#### Bloc de texte:
+---+
NB : je reprends ici mes notes, rapidement transformées en texte, pour que celles et ceux qui le souhaitent aient une idée de ce que j’ai raconté. Mais, comme le plus souvent, mon intervention orale était plus détaillée.

1. Remarques générales

1.1. Permettez-moi de commencer cette intervention par un hommage au fantôme de l’autonomie communale. Car ce fondement de notre ordre constitutionnel, cette garantie essentielle, est en train de disparaître, comme ce budget en témoigne de façon évidente. À tous égards, une commune – et les grandes villes semblent plus encore que la moyenne concernées par cet état de fait – est aujourd’hui totalement dépendante des niveaux de pouvoir supérieurs. Ce budget en est une fois de plus la démonstration.
+---+
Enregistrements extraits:
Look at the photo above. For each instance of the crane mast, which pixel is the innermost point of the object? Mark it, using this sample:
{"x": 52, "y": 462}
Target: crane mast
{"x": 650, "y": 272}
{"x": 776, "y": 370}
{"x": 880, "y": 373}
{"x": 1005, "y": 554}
+---+
#### Tâches à réaliser:
(A) Répondez à ces questions sur le texte consacré à l'autonomie communale :
(i) Selon la note placée en tête, en quoi l'intervention orale différait-elle de ce texte ?
(ii) À quoi l'intervention s'ouvre-t-elle par un hommage ?
(iii) De quoi une commune est-elle aujourd'hui totalement dépendante ?
(B) Extrayez toutes les lignes des enregistrements extraits et recopiez-les sans aucune modification.

#### Exercices corrigés:
(A)
(i) Elle était plus détaillée.
(ii) Au fantôme de l'autonomie communale.
(iii) Des niveaux de pouvoir supérieurs.

(B)
Look at the photo above. For each instance of the crane mast, which pixel is the innermost point of the object? Mark it, using this sample:
{"x": 52, "y": 462}
Target: crane mast
{"x": 650, "y": 272}
{"x": 776, "y": 370}
{"x": 880, "y": 373}
{"x": 1005, "y": 554}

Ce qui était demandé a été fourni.